# [WORK TO DO]
Please put every row below into a JSON list of strings, one string per line, leaving out any blank lines.

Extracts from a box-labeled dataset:

────────────────────

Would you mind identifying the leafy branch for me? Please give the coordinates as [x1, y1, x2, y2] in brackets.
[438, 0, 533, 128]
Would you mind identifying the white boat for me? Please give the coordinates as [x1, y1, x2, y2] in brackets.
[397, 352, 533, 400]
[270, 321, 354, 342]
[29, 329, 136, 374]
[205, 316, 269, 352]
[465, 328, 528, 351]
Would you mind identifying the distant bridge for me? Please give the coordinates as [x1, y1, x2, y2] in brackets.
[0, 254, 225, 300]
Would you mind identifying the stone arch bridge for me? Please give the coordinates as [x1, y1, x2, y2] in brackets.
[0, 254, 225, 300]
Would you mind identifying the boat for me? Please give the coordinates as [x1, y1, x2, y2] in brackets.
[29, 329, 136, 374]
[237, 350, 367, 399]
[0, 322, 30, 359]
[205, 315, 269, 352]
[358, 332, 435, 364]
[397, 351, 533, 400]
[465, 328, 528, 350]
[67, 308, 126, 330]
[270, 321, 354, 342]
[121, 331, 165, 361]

────────────────────

# [COMPLETED EXERCISE]
[
  "Would you mind identifying the leafy branch for me? Please give the coordinates as [x1, y1, x2, y2] in brackets.",
  "[438, 0, 533, 128]",
  "Would you mind identifying the white boat for me? Please give the coordinates as [x1, y1, x2, y2] in brackets.",
  "[397, 352, 533, 400]",
  "[270, 321, 354, 342]",
  "[29, 329, 136, 374]",
  "[205, 316, 269, 352]",
  "[465, 328, 528, 351]",
  "Would you mind identifying the distant bridge for me? Please give the coordinates as [x1, y1, x2, y2] in brackets.",
  "[0, 254, 225, 300]",
  "Would you mind identifying the stone arch bridge for me? Please give the coordinates as [x1, y1, x2, y2] in brackets.",
  "[0, 254, 225, 300]",
  "Would you mind identifying the boat for me? Please give the coordinates as [x1, y1, x2, y2] in brackets.",
  "[29, 329, 136, 374]",
  "[237, 350, 367, 399]",
  "[0, 322, 30, 359]",
  "[205, 315, 269, 352]",
  "[358, 332, 435, 364]",
  "[397, 351, 533, 400]",
  "[465, 328, 528, 350]",
  "[67, 308, 126, 330]",
  "[270, 321, 354, 342]",
  "[121, 331, 165, 361]"
]